_YOUR TASK:_ Using the netbook review below, say yes or no to whether each statement agrees with it, and quote the review's deciding words: 1. The Atom N2600 in the Eee PC 1011CX runs at 1.6GHz. 2. The new model keeps a maintenance panel on the bottom. 3. The netbook ships with 2GB of RAM.

_SOURCE EXTRACT:_
Review Asus Eee PC 1011CX Netbook
Unspectacular. In February, Asus presented their new Eee PC 1011CX with an Intel Atom N2600 dual-core CPU and a 10.1 inch display, along with six other models. The chassis, however, has only changed to a limited extent over these years. In this review, we shed light on whether or not performance has improved and exactly what changes have been made, both externally and internally.
With the increasing popularity of the multitude of smartphones and tablets available, netbooks have started playing a diminishing role. It's true that netbooks may soon go the way of the dodo bird in the face of affordable Ultrabooks, but that is not enough to prevent at least a few manufacturers from releasing new netbook models. The Asus Eee PC 1011CX is the Taiwanese manufacturer's latest netbook sporting the same seashell design case but with Intel's latest Atom CPU, the third generation Cedarview N2600. This dual-core CPU operates at 1.6GHz and integrates a GMA 3600 GPU. Otherwise, the specs are standard netbook fare with 1GB DDR3 RAM, 320GB HDD and WLAN functionality.
The changes to the new model are marginal and don't stand out straight away, such as the missing maintenance panel on the bottom, the permanently soldered RAM, or the passive cooling system - more on this in the review. From a price perspective, the new legacy netbook is within the usual range of 299 Euros (RRP) ($390 USD), although it has to compete with even more affordable tablets in some regions.

_DATASET CONTENT:_
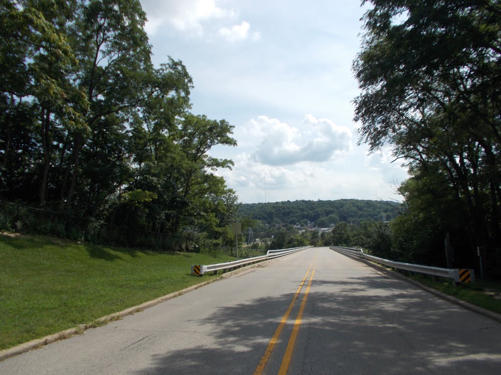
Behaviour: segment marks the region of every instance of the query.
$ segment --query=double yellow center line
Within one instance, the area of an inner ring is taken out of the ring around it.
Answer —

_TASK OUTPUT:_
1. Yes: "This dual-core CPU operates at 1.6GHz"
2. No: "the missing maintenance panel on the bottom"
3. No: "1GB DDR3 RAM"